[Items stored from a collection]
___

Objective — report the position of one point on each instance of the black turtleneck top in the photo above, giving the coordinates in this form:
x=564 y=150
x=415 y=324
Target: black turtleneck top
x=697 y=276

___

Work to be completed:
Please reproduce every one of the lines above word for word.

Task result:
Objective — report the position of one point on each instance of the black turtleneck top in the photo above, giving the coordinates in this form:
x=564 y=150
x=415 y=324
Target: black turtleneck top
x=697 y=276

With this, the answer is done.